## BEGIN THE INPUT
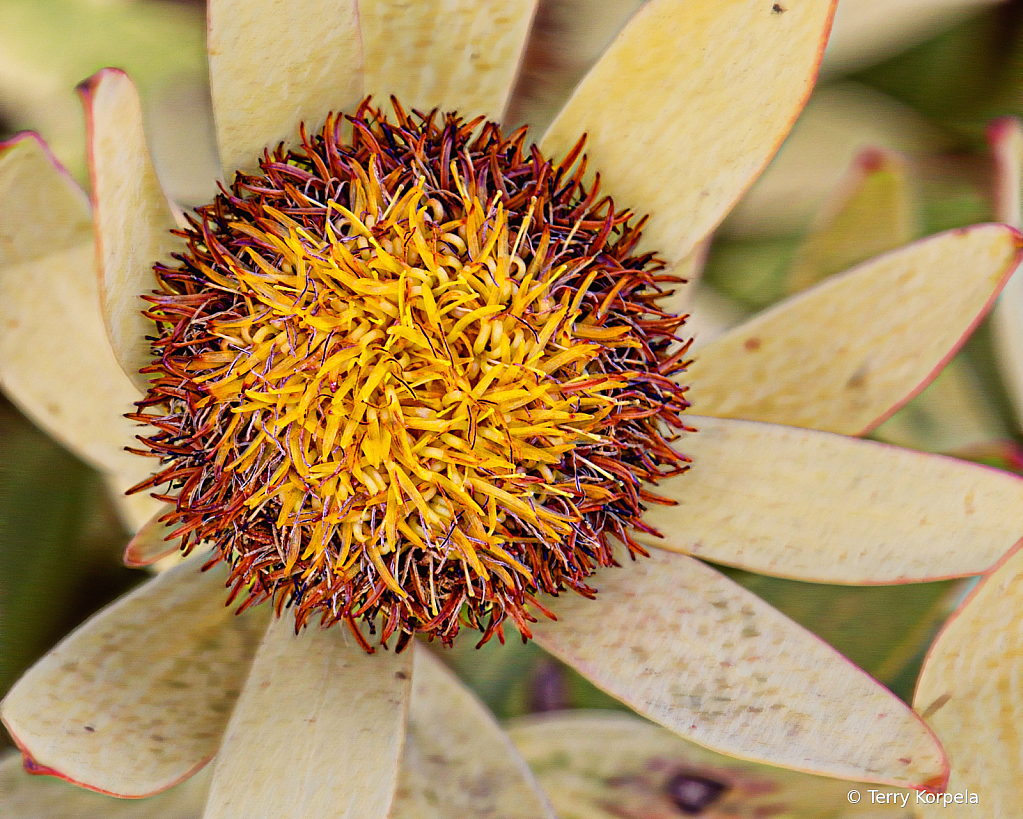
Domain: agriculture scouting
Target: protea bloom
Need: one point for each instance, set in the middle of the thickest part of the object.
(320, 256)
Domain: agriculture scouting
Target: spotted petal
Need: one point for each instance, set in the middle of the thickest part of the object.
(55, 362)
(692, 650)
(133, 217)
(275, 63)
(317, 731)
(969, 692)
(457, 762)
(456, 54)
(669, 127)
(136, 699)
(846, 354)
(809, 505)
(24, 795)
(1006, 137)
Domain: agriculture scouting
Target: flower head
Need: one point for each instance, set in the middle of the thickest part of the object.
(680, 114)
(421, 376)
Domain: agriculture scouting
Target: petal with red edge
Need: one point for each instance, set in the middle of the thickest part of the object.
(815, 506)
(137, 698)
(969, 692)
(846, 354)
(55, 360)
(133, 217)
(24, 795)
(275, 63)
(666, 109)
(690, 649)
(605, 765)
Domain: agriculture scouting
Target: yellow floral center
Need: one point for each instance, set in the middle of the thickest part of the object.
(412, 379)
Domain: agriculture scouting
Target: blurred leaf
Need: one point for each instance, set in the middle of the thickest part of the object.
(597, 765)
(49, 46)
(953, 412)
(59, 544)
(964, 77)
(751, 271)
(875, 211)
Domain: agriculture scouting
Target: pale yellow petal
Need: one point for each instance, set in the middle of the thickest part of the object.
(133, 217)
(568, 38)
(277, 62)
(690, 649)
(690, 270)
(845, 355)
(453, 54)
(971, 693)
(134, 510)
(55, 360)
(815, 506)
(317, 731)
(605, 765)
(869, 31)
(137, 698)
(839, 123)
(1006, 137)
(24, 795)
(457, 761)
(667, 107)
(150, 542)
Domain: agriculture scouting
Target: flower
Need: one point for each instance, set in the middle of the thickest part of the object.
(454, 754)
(168, 676)
(968, 686)
(606, 764)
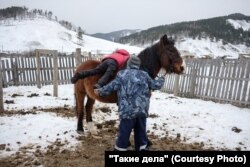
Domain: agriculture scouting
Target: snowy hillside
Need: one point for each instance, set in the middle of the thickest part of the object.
(41, 33)
(206, 47)
(245, 25)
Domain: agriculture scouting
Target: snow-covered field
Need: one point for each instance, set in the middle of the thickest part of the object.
(217, 125)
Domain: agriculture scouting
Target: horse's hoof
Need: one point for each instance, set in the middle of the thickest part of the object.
(92, 129)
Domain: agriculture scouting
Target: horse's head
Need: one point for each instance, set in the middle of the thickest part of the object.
(170, 58)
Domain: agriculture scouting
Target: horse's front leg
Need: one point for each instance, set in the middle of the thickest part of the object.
(80, 111)
(88, 108)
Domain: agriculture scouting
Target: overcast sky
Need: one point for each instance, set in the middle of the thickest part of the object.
(110, 15)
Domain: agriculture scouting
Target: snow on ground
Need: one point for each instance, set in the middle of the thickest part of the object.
(217, 125)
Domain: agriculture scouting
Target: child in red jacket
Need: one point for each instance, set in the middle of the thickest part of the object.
(109, 66)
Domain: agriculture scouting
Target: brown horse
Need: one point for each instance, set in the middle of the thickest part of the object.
(160, 55)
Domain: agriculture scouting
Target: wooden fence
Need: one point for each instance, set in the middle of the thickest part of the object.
(225, 81)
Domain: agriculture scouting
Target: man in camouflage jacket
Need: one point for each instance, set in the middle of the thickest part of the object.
(133, 90)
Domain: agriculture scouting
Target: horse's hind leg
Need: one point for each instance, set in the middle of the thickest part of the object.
(89, 107)
(80, 110)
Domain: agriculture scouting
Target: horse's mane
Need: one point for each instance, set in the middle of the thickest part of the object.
(150, 59)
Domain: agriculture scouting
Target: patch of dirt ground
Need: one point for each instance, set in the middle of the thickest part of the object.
(91, 150)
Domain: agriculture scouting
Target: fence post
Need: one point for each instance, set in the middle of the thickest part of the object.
(55, 74)
(193, 82)
(38, 70)
(1, 89)
(15, 72)
(78, 56)
(176, 85)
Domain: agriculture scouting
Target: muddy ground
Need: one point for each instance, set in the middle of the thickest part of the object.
(90, 152)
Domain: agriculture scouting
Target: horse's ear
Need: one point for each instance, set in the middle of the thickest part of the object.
(164, 39)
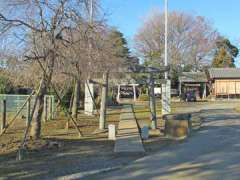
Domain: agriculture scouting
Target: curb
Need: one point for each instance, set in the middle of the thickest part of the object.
(88, 173)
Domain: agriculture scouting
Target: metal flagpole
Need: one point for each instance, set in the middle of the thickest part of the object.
(166, 38)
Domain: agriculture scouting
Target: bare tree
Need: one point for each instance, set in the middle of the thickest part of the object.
(41, 24)
(191, 39)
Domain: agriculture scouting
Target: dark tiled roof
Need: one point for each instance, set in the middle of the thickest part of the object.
(224, 73)
(194, 77)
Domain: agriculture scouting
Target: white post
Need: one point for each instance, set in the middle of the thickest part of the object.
(205, 91)
(134, 93)
(118, 95)
(166, 38)
(103, 108)
(88, 100)
(152, 103)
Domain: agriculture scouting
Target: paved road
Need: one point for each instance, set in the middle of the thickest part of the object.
(211, 153)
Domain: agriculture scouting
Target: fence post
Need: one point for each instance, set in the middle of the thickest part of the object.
(4, 112)
(28, 111)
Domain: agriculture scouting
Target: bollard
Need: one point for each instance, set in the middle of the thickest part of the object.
(49, 108)
(145, 133)
(28, 112)
(4, 115)
(45, 109)
(111, 132)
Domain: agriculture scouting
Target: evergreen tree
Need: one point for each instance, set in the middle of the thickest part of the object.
(225, 54)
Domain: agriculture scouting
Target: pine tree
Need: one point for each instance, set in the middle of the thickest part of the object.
(225, 54)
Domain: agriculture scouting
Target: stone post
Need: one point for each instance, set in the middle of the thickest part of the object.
(152, 102)
(4, 115)
(88, 101)
(49, 108)
(28, 112)
(205, 91)
(134, 93)
(118, 95)
(103, 109)
(45, 111)
(166, 97)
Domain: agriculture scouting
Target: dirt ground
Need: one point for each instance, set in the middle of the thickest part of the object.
(88, 154)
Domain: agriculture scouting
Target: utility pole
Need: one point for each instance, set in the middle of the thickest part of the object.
(166, 38)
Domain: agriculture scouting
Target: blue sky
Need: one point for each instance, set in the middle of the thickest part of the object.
(127, 15)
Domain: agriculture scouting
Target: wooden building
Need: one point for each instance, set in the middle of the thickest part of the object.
(193, 81)
(224, 82)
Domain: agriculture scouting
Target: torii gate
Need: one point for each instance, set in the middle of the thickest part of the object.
(137, 69)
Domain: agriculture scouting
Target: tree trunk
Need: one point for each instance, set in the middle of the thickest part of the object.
(76, 99)
(37, 116)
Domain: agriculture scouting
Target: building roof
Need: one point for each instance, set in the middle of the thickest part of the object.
(193, 77)
(224, 73)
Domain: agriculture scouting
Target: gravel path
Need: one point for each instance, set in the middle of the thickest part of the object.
(211, 153)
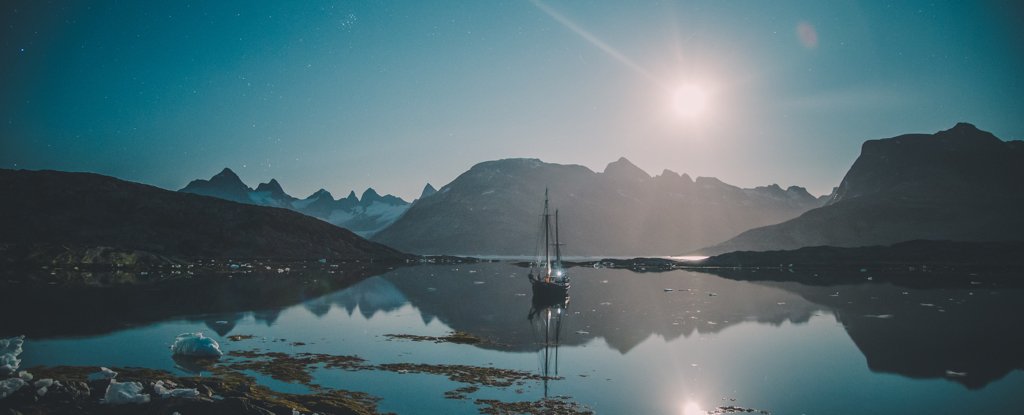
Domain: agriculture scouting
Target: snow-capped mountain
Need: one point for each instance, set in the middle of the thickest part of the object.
(492, 208)
(366, 215)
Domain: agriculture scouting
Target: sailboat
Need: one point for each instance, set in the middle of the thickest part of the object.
(549, 278)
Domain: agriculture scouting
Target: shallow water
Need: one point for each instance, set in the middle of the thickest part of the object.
(625, 343)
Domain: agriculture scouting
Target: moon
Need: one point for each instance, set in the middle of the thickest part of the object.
(690, 100)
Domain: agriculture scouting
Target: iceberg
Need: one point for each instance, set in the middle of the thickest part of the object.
(9, 349)
(161, 388)
(197, 345)
(42, 385)
(9, 386)
(102, 374)
(127, 392)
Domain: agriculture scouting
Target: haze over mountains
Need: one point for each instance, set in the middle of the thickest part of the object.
(365, 215)
(957, 184)
(495, 208)
(82, 217)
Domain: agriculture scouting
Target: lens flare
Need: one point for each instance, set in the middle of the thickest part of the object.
(690, 100)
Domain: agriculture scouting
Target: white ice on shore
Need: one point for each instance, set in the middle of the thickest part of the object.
(9, 349)
(102, 374)
(8, 386)
(196, 344)
(127, 392)
(161, 388)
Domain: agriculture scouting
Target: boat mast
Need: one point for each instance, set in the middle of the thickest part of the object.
(558, 246)
(547, 230)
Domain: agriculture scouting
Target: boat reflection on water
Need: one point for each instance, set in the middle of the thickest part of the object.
(546, 319)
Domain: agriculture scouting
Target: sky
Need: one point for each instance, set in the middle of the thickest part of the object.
(394, 94)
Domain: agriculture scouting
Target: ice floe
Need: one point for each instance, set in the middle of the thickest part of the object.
(197, 345)
(8, 386)
(102, 374)
(168, 390)
(127, 392)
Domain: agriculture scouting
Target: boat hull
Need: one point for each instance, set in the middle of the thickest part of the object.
(549, 292)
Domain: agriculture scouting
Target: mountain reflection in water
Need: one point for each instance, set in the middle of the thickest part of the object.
(965, 330)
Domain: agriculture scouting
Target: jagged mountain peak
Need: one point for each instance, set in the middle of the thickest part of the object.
(427, 191)
(623, 168)
(272, 187)
(226, 173)
(321, 194)
(369, 196)
(226, 176)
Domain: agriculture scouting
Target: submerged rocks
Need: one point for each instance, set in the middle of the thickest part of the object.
(196, 345)
(10, 348)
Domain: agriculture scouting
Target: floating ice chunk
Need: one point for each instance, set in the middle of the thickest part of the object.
(8, 386)
(161, 388)
(127, 392)
(102, 374)
(9, 349)
(43, 385)
(196, 344)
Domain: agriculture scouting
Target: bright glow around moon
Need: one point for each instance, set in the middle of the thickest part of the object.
(692, 408)
(690, 100)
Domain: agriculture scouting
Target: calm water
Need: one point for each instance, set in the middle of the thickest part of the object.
(625, 343)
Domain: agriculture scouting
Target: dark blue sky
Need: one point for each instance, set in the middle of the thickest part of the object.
(393, 94)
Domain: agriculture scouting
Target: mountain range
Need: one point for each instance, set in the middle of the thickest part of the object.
(495, 207)
(957, 184)
(89, 218)
(365, 215)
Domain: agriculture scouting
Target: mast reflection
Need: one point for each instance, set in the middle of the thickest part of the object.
(546, 317)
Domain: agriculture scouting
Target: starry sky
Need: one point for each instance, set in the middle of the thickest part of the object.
(393, 94)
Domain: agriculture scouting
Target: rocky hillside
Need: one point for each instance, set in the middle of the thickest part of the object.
(957, 184)
(50, 213)
(365, 215)
(495, 208)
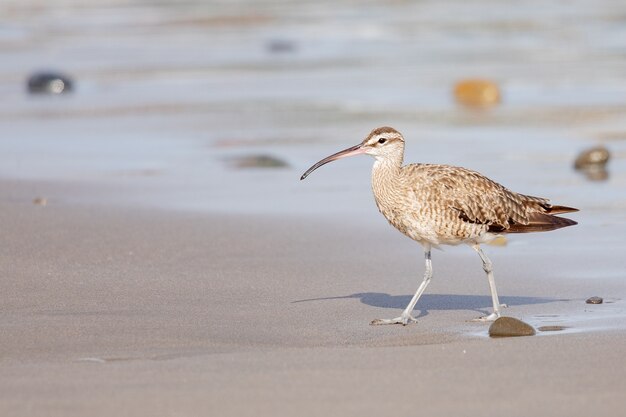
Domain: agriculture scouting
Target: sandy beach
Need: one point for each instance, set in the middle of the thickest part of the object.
(145, 312)
(160, 257)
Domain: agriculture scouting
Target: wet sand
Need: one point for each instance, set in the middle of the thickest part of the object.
(129, 311)
(159, 279)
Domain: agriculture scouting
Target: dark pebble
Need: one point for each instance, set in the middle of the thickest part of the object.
(510, 327)
(259, 161)
(49, 83)
(597, 157)
(594, 300)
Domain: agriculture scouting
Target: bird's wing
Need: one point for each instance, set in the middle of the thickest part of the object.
(477, 199)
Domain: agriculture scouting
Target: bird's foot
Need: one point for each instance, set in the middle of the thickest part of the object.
(403, 320)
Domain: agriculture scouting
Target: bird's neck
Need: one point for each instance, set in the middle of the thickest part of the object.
(385, 180)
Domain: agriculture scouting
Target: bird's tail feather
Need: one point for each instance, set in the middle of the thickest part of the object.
(543, 222)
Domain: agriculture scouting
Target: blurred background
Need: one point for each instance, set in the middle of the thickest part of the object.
(221, 105)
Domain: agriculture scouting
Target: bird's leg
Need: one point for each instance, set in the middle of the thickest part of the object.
(492, 286)
(406, 317)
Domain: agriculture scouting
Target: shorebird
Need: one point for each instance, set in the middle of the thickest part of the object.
(446, 205)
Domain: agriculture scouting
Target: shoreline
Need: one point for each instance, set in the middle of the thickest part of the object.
(104, 308)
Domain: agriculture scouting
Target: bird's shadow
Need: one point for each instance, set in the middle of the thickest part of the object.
(427, 302)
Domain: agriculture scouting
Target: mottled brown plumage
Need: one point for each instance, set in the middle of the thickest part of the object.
(442, 204)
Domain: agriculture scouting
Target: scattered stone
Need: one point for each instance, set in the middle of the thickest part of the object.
(596, 156)
(281, 46)
(40, 201)
(498, 241)
(477, 93)
(259, 161)
(510, 327)
(49, 83)
(592, 162)
(594, 300)
(551, 328)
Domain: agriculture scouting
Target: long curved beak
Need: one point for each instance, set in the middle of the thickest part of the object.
(355, 150)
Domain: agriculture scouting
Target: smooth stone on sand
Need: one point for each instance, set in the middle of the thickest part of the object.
(281, 46)
(477, 92)
(259, 161)
(597, 156)
(510, 327)
(594, 300)
(551, 328)
(49, 83)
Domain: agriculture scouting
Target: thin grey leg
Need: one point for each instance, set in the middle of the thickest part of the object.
(406, 317)
(492, 286)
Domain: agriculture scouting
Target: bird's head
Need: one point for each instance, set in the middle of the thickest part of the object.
(383, 143)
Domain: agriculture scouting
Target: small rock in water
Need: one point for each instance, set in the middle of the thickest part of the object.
(551, 328)
(594, 300)
(510, 327)
(596, 156)
(49, 83)
(477, 93)
(259, 161)
(498, 241)
(40, 201)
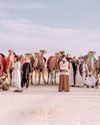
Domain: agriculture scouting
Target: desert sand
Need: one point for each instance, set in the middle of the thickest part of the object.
(44, 105)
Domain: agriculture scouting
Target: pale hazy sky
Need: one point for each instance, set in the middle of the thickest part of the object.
(53, 25)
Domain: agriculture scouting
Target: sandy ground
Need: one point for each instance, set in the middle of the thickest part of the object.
(44, 105)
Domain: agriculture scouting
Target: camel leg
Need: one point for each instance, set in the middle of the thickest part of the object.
(51, 81)
(39, 77)
(43, 77)
(55, 77)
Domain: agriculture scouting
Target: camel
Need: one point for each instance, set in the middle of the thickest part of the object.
(90, 61)
(38, 64)
(53, 67)
(97, 69)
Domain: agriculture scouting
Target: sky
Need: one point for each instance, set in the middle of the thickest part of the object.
(72, 26)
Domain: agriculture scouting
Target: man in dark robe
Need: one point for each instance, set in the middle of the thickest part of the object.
(26, 70)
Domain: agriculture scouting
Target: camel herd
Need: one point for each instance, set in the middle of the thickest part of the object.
(41, 65)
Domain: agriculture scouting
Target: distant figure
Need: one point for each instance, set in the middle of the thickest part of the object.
(26, 70)
(16, 75)
(91, 80)
(74, 65)
(64, 75)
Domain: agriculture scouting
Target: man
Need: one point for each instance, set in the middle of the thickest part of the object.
(64, 75)
(74, 65)
(26, 70)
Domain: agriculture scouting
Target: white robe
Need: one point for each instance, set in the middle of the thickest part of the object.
(79, 80)
(71, 80)
(16, 76)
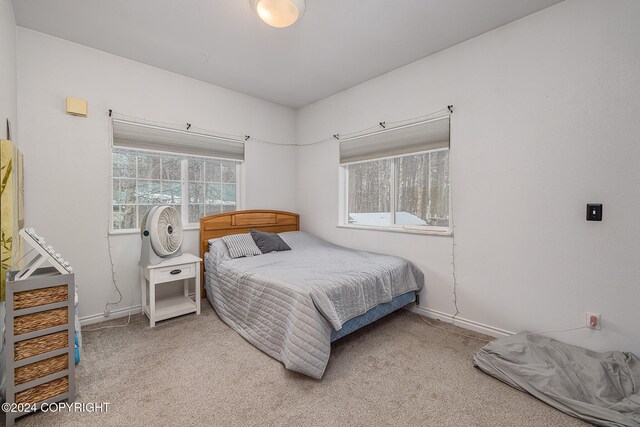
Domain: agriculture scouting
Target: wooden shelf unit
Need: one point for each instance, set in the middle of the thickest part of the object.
(39, 340)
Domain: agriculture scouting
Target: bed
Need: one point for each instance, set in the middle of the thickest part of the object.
(293, 304)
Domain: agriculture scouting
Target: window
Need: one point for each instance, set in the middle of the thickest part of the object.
(397, 178)
(195, 186)
(404, 191)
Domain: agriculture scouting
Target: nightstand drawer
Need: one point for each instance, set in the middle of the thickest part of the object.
(175, 272)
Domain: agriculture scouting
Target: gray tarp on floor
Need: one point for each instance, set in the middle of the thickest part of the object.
(601, 388)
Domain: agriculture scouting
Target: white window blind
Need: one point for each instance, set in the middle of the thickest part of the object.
(402, 140)
(148, 137)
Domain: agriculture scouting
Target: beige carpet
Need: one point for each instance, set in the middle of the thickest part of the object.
(197, 371)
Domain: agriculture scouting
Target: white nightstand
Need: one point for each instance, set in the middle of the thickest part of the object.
(182, 267)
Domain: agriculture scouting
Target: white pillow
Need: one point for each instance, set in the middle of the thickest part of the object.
(240, 245)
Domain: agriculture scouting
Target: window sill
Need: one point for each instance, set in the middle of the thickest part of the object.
(400, 229)
(137, 230)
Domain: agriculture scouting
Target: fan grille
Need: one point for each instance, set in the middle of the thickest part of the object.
(165, 227)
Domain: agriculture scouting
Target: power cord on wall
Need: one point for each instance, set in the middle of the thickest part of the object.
(115, 285)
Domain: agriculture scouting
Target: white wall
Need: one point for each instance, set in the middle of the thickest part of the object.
(8, 86)
(546, 120)
(8, 110)
(67, 158)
## END THE INPUT
> [YOUR TASK]
Report every line in the records above that contains the word "mast", and copy each such line in full.

> [ANSWER TO THE PROBLEM]
Target: boat mast
Target: mast reflection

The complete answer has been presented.